▸ **RECORDS SUPPLIED**:
>> Start

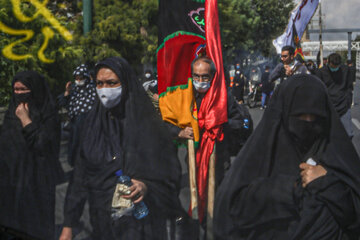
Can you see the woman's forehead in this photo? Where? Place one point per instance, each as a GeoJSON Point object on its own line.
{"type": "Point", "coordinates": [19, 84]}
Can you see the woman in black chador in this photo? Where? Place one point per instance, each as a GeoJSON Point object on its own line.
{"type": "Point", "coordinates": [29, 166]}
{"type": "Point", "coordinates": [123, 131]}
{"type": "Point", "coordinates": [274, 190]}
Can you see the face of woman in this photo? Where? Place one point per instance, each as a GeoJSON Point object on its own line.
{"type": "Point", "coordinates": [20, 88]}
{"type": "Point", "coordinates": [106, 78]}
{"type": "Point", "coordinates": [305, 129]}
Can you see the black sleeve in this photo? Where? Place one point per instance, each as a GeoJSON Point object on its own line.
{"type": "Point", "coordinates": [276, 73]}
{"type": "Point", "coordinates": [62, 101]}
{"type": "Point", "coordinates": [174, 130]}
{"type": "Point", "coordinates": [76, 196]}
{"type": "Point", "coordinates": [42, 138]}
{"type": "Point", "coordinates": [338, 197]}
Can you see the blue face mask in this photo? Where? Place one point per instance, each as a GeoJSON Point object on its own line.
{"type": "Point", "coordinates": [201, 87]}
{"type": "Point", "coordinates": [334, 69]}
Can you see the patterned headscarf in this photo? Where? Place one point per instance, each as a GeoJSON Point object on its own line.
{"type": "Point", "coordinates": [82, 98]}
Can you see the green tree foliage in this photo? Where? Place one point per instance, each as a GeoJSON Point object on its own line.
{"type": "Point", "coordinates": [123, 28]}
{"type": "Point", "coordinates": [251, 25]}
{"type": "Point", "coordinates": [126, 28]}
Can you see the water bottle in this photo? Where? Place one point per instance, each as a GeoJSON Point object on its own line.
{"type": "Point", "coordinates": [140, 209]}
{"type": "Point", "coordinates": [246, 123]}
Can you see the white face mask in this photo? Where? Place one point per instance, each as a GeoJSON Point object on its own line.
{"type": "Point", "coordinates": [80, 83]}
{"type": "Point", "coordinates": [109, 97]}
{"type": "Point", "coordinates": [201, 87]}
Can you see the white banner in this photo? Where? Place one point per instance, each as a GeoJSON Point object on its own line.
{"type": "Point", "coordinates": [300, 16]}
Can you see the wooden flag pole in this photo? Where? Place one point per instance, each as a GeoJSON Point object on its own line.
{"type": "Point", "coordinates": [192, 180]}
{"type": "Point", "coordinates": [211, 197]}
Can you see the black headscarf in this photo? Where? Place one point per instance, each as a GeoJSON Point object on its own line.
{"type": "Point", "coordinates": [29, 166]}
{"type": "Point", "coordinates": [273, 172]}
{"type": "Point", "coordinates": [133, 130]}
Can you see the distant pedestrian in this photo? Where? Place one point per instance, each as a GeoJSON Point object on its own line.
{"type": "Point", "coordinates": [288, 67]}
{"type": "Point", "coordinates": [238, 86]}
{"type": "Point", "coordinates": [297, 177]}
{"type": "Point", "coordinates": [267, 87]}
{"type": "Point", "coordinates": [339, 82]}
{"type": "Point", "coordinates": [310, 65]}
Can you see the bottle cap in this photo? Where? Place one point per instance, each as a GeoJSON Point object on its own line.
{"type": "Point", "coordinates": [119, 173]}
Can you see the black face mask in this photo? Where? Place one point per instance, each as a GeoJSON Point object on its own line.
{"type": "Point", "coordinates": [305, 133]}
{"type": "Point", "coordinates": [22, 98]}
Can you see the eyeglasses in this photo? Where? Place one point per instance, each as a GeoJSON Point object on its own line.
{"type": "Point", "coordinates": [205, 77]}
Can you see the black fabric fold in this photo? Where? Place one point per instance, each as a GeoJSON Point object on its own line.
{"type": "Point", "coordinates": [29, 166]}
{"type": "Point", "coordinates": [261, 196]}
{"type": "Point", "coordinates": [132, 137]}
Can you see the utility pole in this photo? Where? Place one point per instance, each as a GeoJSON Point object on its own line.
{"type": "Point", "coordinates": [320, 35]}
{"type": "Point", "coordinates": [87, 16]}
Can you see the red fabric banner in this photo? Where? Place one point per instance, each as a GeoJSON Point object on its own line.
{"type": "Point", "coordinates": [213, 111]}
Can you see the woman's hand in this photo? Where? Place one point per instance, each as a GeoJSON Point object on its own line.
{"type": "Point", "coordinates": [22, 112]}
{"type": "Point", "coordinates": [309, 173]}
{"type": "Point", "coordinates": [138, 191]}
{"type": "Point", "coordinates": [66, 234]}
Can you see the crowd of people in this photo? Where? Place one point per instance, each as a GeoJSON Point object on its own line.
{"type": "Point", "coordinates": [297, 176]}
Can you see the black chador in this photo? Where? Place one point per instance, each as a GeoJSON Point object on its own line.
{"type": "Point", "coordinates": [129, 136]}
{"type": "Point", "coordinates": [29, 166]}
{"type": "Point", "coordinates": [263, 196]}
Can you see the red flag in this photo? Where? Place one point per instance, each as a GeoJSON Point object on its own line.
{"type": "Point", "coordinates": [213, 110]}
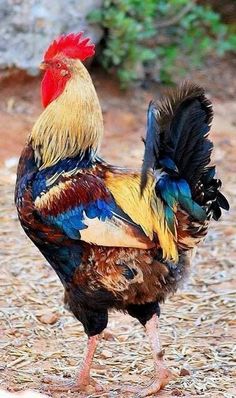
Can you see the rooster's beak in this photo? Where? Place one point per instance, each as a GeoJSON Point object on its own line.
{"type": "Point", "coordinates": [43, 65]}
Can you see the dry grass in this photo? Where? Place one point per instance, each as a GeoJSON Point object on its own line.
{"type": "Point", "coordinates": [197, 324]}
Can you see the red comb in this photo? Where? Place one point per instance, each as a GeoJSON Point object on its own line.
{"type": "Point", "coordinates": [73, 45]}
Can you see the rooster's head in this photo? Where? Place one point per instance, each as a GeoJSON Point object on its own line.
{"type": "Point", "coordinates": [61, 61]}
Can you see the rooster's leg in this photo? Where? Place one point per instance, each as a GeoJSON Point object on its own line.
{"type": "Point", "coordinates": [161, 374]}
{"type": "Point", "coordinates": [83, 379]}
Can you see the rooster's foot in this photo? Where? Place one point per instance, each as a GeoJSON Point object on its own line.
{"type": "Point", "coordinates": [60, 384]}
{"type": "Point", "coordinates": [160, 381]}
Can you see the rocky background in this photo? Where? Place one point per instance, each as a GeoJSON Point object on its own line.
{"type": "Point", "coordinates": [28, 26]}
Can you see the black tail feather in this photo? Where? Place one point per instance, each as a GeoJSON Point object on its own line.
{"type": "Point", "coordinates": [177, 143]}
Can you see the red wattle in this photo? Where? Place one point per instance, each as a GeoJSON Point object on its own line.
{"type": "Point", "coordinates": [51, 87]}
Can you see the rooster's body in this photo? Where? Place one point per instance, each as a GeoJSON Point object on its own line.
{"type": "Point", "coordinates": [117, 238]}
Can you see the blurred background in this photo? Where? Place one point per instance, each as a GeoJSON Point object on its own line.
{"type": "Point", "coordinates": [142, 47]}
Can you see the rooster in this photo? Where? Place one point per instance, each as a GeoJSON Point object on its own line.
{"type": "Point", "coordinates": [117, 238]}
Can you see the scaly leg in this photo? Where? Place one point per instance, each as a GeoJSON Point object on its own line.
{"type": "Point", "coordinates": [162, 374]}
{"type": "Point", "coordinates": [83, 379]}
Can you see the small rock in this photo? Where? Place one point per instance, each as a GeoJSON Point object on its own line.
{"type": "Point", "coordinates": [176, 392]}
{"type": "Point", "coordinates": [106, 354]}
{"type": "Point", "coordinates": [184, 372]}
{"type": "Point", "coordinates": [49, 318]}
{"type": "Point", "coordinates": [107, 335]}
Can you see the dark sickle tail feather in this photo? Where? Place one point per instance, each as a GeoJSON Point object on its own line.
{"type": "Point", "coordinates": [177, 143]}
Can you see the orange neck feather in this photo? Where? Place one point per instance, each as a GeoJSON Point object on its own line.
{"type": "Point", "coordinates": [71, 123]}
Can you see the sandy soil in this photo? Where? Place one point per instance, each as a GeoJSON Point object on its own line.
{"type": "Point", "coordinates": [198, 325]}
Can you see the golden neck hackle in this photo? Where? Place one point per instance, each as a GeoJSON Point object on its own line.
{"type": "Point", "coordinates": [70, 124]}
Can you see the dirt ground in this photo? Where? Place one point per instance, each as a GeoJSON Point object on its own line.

>> End

▸ **SET TASK**: Can you rewrite the rows from the line containing "Can you see the small" through the last of the rows, substituting "for each instance" for every "per instance" and keeping everything else unchanged?

▸ **REPLY**:
Can you see the small rock in this photo? Where? Place one point for each instance, each as a GeoJSON Point object on its own line.
{"type": "Point", "coordinates": [176, 392]}
{"type": "Point", "coordinates": [106, 354]}
{"type": "Point", "coordinates": [184, 372]}
{"type": "Point", "coordinates": [49, 318]}
{"type": "Point", "coordinates": [107, 335]}
Can you see the dark sickle tail feather in this photo? Where? Place one point for each instance, each as a GeoJSON Point object on its own line.
{"type": "Point", "coordinates": [177, 143]}
Can you see the orange neck feather in this photo? Where? Place one point for each instance, each as a GeoJSON Point object on its own line.
{"type": "Point", "coordinates": [71, 123]}
Can you see the sandy soil in this photo? Where? Place one point for each instance, each as a GeoJSON Point object on its own line.
{"type": "Point", "coordinates": [198, 325]}
Can you see the golden neck hackle in this photo? Where? Place one point for each instance, each as a GeoJSON Point object on its own line.
{"type": "Point", "coordinates": [70, 124]}
Can you see the dirt ground in this photo? Where? Place one point for each instance, each as a GeoJSON Point object on its own line.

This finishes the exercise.